What this exercise asks.
a: Decide whether each statement below agrees with the text on crab-eating in ancient China, answering yes or no and quoting the deciding words of the text: (i) Traditional Chinese health principles treat crab as a "warm" food. (ii) Xu Sidao was a poet of the Song dynasty. (iii) The Book of Jin is a record of the history of the Tang dynasty.
b: Copy word for word the part of the text on crab-eating in ancient China from "Ancient China’s Love" to "colder months approach.".

Woman holding two crabs
Photo Credit: VCG

Ancient China’s Love of Crab-Eating

China’s love of crab-eating stretches back centuries, with literati writing poems and even appointing “crab servants” to cook the delicacy

When it comes to simple autumn pleasures in ancient Chinese culture, crab and wine are likely at the top of the list. Traditional Chinese health principles stress balance between “warm” and “cold” foods, and as crab is considered “cold” for the stomach, it is best to pair it with warm wine as the colder months approach.

In a poem titled “Crab at Mount Lushan (《游庐山得蟹》),” the Song dynasty (960 – 1279) poet Xu Sidao (徐似道) declares, “There is no better joy in this world” than having crab and wine together on the famous peak in today’s Jiangxi province, which was a favorite haunt of ancient literati. The Book of Jin (《晋书》), a record of the history of the Jin dynasty (265 – 420), contains another verse that reads, “Holding a wine goblet in the right hand, and crab in the left hand/ Floating free on a wine barge/ What more could one ask for in life?”

Provided data.
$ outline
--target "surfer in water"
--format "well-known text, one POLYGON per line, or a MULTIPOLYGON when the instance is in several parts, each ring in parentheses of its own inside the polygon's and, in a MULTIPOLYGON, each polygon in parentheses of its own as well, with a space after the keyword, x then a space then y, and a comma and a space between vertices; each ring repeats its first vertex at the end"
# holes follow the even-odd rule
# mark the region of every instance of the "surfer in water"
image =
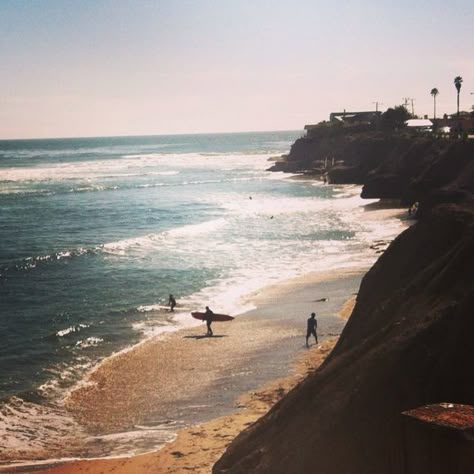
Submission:
POLYGON ((206 306, 206 312, 204 313, 204 316, 205 316, 205 319, 204 321, 206 321, 206 326, 207 326, 207 334, 206 336, 212 336, 214 333, 212 332, 212 329, 211 329, 211 324, 212 324, 212 315, 214 313, 211 311, 211 309, 209 308, 209 306, 206 306))
POLYGON ((170 305, 170 311, 174 311, 174 307, 176 306, 176 300, 174 299, 174 296, 171 294, 168 299, 168 304, 170 305))
POLYGON ((308 318, 308 330, 306 331, 306 347, 309 348, 308 340, 309 336, 313 335, 318 343, 318 335, 316 334, 316 328, 318 327, 318 321, 316 320, 316 313, 311 313, 311 317, 308 318))

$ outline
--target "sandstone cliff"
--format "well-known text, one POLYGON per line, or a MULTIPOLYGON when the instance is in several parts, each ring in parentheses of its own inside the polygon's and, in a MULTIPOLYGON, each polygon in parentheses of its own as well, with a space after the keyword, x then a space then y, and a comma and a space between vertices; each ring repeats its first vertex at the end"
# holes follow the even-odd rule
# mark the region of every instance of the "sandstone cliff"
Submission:
POLYGON ((213 472, 403 472, 401 411, 474 404, 473 264, 472 204, 427 212, 367 273, 324 365, 241 433, 213 472))
POLYGON ((363 184, 364 198, 419 202, 425 212, 435 204, 472 199, 474 141, 374 132, 310 136, 297 140, 286 161, 271 169, 327 171, 330 183, 363 184))

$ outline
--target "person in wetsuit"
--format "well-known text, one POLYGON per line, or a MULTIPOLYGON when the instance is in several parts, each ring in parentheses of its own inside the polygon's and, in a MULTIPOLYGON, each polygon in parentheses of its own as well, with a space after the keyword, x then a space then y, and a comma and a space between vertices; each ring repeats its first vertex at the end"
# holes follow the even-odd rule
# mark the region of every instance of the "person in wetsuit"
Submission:
POLYGON ((168 299, 168 304, 170 305, 170 311, 174 311, 174 307, 176 306, 176 300, 174 299, 174 296, 171 294, 168 299))
POLYGON ((212 332, 212 329, 211 329, 211 324, 212 324, 212 315, 214 313, 211 311, 211 309, 209 308, 209 306, 206 306, 206 312, 204 313, 205 315, 205 319, 204 321, 206 321, 206 326, 207 326, 207 334, 206 336, 212 336, 213 335, 213 332, 212 332))
POLYGON ((308 329, 306 331, 306 347, 309 347, 308 340, 311 335, 316 339, 318 343, 318 335, 316 334, 316 328, 318 327, 318 321, 316 320, 316 313, 311 313, 311 317, 308 318, 308 329))

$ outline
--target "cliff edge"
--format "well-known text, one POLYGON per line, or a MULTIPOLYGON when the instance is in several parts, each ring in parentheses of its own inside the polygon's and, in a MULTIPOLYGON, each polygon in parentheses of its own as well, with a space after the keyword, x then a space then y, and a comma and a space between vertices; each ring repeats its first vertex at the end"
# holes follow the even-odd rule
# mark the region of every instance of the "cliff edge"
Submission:
POLYGON ((323 366, 241 433, 213 473, 403 472, 402 411, 474 404, 473 264, 472 203, 427 212, 364 277, 323 366))

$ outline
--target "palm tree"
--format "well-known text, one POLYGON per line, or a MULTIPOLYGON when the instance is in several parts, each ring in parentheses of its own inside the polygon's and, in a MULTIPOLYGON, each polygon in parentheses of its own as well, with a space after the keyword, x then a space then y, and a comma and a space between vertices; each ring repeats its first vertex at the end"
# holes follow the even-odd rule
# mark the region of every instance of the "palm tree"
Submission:
POLYGON ((434 89, 431 89, 430 94, 433 96, 433 102, 434 102, 434 114, 433 118, 436 120, 436 96, 439 94, 438 89, 436 87, 434 89))
POLYGON ((456 76, 454 78, 454 86, 456 87, 456 90, 458 91, 458 117, 459 117, 459 93, 461 92, 461 85, 462 85, 462 77, 456 76))

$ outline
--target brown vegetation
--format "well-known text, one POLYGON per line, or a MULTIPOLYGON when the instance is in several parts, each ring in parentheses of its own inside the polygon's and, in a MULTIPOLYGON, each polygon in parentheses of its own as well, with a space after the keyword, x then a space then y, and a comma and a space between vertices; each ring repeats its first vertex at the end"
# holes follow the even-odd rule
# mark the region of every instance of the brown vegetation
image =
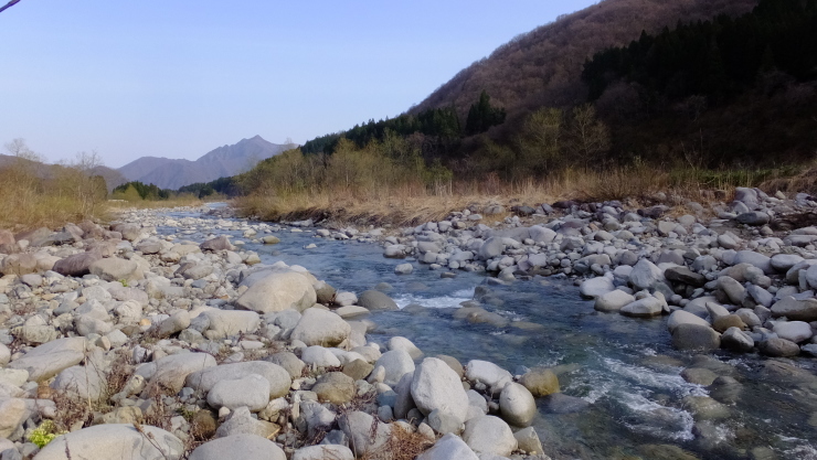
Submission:
POLYGON ((741 14, 757 0, 606 0, 518 35, 490 56, 460 71, 412 109, 454 107, 465 119, 469 105, 487 90, 509 118, 541 106, 583 101, 582 66, 594 53, 657 32, 679 20, 741 14))
POLYGON ((22 139, 6 145, 12 157, 0 164, 0 228, 55 227, 104 214, 105 181, 94 175, 96 153, 68 164, 43 164, 22 139))

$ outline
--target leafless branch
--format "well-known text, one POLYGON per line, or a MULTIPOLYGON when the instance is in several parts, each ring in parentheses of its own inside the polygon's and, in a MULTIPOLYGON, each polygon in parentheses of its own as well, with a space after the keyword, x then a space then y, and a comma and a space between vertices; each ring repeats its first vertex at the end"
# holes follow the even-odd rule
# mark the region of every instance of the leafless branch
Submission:
POLYGON ((2 13, 3 11, 8 10, 9 8, 15 6, 19 2, 20 2, 20 0, 11 0, 10 2, 6 3, 3 7, 0 7, 0 13, 2 13))

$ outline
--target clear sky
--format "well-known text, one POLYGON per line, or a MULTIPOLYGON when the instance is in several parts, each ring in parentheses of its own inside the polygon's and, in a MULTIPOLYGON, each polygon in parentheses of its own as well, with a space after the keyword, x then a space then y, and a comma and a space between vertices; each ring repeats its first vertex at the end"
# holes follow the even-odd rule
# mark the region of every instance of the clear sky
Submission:
POLYGON ((21 0, 0 13, 0 145, 24 138, 51 162, 96 150, 118 168, 255 135, 303 143, 400 115, 592 3, 21 0))

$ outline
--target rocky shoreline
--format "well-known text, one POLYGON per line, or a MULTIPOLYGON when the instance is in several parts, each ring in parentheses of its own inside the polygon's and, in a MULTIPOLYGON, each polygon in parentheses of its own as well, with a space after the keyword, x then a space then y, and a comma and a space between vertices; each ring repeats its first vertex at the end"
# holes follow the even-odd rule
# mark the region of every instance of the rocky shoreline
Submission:
MULTIPOLYGON (((662 194, 656 200, 668 201, 662 194)), ((518 206, 511 210, 517 215, 490 227, 477 212, 506 210, 475 206, 383 238, 384 256, 412 257, 444 277, 487 270, 497 275, 494 284, 567 276, 600 312, 669 314, 678 350, 817 356, 817 227, 802 218, 816 208, 807 194, 789 200, 739 188, 733 202, 711 208, 559 202, 518 206)), ((380 236, 318 232, 338 239, 380 236)), ((400 274, 413 269, 395 267, 400 274)), ((478 307, 474 313, 487 314, 478 307)))
MULTIPOLYGON (((495 272, 488 285, 570 277, 605 314, 669 314, 685 351, 816 351, 817 228, 781 227, 817 203, 739 189, 730 204, 683 206, 519 206, 494 227, 482 222, 506 210, 480 206, 396 233, 131 211, 109 227, 0 232, 0 458, 547 459, 537 399, 582 402, 551 370, 371 342, 367 314, 397 309, 388 295, 264 265, 227 232, 380 243, 406 259, 396 274, 417 261, 444 278, 495 272)), ((477 301, 456 314, 496 317, 477 301)))
POLYGON ((547 458, 529 425, 552 372, 369 342, 386 295, 263 265, 226 229, 277 243, 153 211, 0 235, 0 458, 547 458))

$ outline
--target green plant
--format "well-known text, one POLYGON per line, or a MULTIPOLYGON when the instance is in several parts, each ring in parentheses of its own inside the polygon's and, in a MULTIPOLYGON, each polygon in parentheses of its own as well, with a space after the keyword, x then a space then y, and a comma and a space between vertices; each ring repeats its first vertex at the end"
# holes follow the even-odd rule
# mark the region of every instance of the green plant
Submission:
POLYGON ((53 420, 45 420, 40 424, 39 427, 31 431, 29 440, 36 445, 40 449, 45 447, 49 442, 53 441, 60 435, 64 435, 67 431, 57 431, 53 420))

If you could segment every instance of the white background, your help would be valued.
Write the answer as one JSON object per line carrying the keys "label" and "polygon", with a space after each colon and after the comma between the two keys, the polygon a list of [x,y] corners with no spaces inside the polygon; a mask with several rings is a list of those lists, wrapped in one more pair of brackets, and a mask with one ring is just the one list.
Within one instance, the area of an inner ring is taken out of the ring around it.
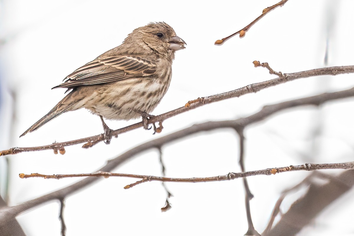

Answers.
a:
(i) No: "as crab is considered “cold” for the stomach"
(ii) Yes: "the Song dynasty (960 – 1279) poet Xu Sidao (徐似道)"
(iii) No: "a record of the history of the Jin dynasty (265 – 420)"

b:
Ancient China’s Love of Crab-Eating

China’s love of crab-eating stretches back centuries, with literati writing poems and even appointing “crab servants” to cook the delicacy

When it comes to simple autumn pleasures in ancient Chinese culture, crab and wine are likely at the top of the list. Traditional Chinese health principles stress balance between “warm” and “cold” foods, and as crab is considered “cold” for the stomach, it is best to pair it with warm wine as the colder months approach.